### Given problem A
According to the article on the Welsh post office pay row, what reasons make it hard to find a replacement to run a post office on the hard-to-place list? List every reason it gives.
### Given problem B
Extend the article on the Welsh post office pay row past its final sentence.

### Quoted passage
____________
The Welsh post offices 'in limbo' because of controversial pay row

Eight post offices in south Wales are "in limbo" because of controversial changes made by Post Office Ltd, according to a trade union. The National Federation of Sub-postmasters (NFSP) has released a list of 130 post offices at the centre of a row over exit payments.

The affected postmasters are on a 'hard-to-place list', which means there have been difficulties in finding a replacement to run their post office — often due to a rural location, declining footfall or "low remuneration", according to the NFSP. It said postmasters on the list were initially due to receive 26 months’ pay-out from Post Office Ltd as compensation to leave their business.
____________
### Supplied data
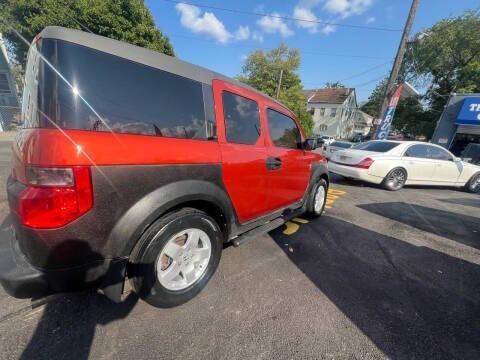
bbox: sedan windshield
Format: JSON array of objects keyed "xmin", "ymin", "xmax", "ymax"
[
  {"xmin": 330, "ymin": 141, "xmax": 353, "ymax": 149},
  {"xmin": 354, "ymin": 141, "xmax": 400, "ymax": 152}
]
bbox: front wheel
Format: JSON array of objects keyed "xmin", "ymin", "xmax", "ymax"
[
  {"xmin": 464, "ymin": 173, "xmax": 480, "ymax": 194},
  {"xmin": 129, "ymin": 208, "xmax": 223, "ymax": 308},
  {"xmin": 382, "ymin": 168, "xmax": 407, "ymax": 191},
  {"xmin": 307, "ymin": 179, "xmax": 328, "ymax": 217}
]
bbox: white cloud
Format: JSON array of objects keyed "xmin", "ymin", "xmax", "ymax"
[
  {"xmin": 324, "ymin": 0, "xmax": 373, "ymax": 18},
  {"xmin": 252, "ymin": 31, "xmax": 263, "ymax": 42},
  {"xmin": 175, "ymin": 3, "xmax": 233, "ymax": 44},
  {"xmin": 321, "ymin": 24, "xmax": 337, "ymax": 35},
  {"xmin": 257, "ymin": 13, "xmax": 293, "ymax": 37},
  {"xmin": 293, "ymin": 5, "xmax": 318, "ymax": 34},
  {"xmin": 234, "ymin": 25, "xmax": 250, "ymax": 41}
]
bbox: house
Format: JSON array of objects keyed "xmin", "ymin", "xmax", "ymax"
[
  {"xmin": 0, "ymin": 33, "xmax": 20, "ymax": 131},
  {"xmin": 304, "ymin": 88, "xmax": 358, "ymax": 139},
  {"xmin": 353, "ymin": 109, "xmax": 373, "ymax": 136}
]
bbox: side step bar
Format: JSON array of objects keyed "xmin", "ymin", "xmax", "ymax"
[{"xmin": 232, "ymin": 217, "xmax": 285, "ymax": 247}]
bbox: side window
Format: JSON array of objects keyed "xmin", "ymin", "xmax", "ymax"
[
  {"xmin": 428, "ymin": 146, "xmax": 453, "ymax": 161},
  {"xmin": 222, "ymin": 91, "xmax": 260, "ymax": 145},
  {"xmin": 267, "ymin": 109, "xmax": 302, "ymax": 149},
  {"xmin": 405, "ymin": 145, "xmax": 429, "ymax": 159}
]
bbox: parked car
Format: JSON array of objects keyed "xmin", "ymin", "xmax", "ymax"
[
  {"xmin": 320, "ymin": 135, "xmax": 335, "ymax": 145},
  {"xmin": 462, "ymin": 143, "xmax": 480, "ymax": 165},
  {"xmin": 352, "ymin": 134, "xmax": 365, "ymax": 143},
  {"xmin": 0, "ymin": 27, "xmax": 328, "ymax": 307},
  {"xmin": 323, "ymin": 141, "xmax": 355, "ymax": 160},
  {"xmin": 329, "ymin": 141, "xmax": 480, "ymax": 193}
]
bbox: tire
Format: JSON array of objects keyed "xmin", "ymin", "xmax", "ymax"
[
  {"xmin": 128, "ymin": 208, "xmax": 223, "ymax": 308},
  {"xmin": 463, "ymin": 173, "xmax": 480, "ymax": 194},
  {"xmin": 307, "ymin": 179, "xmax": 328, "ymax": 217},
  {"xmin": 382, "ymin": 168, "xmax": 407, "ymax": 191}
]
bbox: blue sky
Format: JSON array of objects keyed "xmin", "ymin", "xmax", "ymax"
[{"xmin": 146, "ymin": 0, "xmax": 479, "ymax": 101}]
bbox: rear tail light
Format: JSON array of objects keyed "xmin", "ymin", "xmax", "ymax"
[
  {"xmin": 18, "ymin": 166, "xmax": 93, "ymax": 229},
  {"xmin": 354, "ymin": 158, "xmax": 375, "ymax": 169}
]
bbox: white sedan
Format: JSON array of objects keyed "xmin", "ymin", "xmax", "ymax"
[{"xmin": 328, "ymin": 140, "xmax": 480, "ymax": 193}]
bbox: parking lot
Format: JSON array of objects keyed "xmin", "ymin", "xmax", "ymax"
[{"xmin": 0, "ymin": 139, "xmax": 480, "ymax": 359}]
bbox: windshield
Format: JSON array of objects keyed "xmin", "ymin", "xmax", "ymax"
____________
### Exercise answer A
- A rural location
- Declining footfall
- Low remuneration

### Exercise answer B
But the NFSP has accused the company of withdrawing this commitment and cutting the payment by more than half. A Post Office Ltd spokesperson said that with "limited funds" the company needs to "prioritise maintaining access in the areas our communities and customers need it most". The list of 130 affected post offices includes the following eight in south Wales:

  • Blaengarw PO, The Strand, Bridgend
  • Clydach Vale PO, 39 Wern Street, Tonypandy
  • Gelli PO, 10-11 Tyisaf Road, Gelli, Pentre
  • Ferndale PO, 59 High Street, Ferndale
  • Machen PO, 24 Commercial Road, Machen, Caerphilly
  • Phillipstown PO, 5 Derlwyn Road, New Tredegar
  • Abersychan PO, Station Street, Pontypool
  • Cwmavon PO, 5 Tyr Owen Row, Cwmavon, Port Talbot

The dispute has its roots in the Network Transformation (NT) programme which began in 2012 and saw postmasters offered an 18-month 'leaver's payment'. In 2014 this payment was increased to 26 months. Each postmaster had to decide by December 2015 whether they wished to convert to one of the new operating models or exit the network. Those who did not sign were asked to sign a conditional resignation form, enabling them to leave the network with their leaver's payment once a replacement postmaster was found.

But Post Office Ltd allegedly axed its team which had been dedicated to looking for replacements and then told the affected postmasters that the NT programme would cease in March 2025. The NFSP claims those postmasters have been "forced to agree" to a 12-month exit payment and are now "in limbo" as they wait "in vain" for someone to take over their business.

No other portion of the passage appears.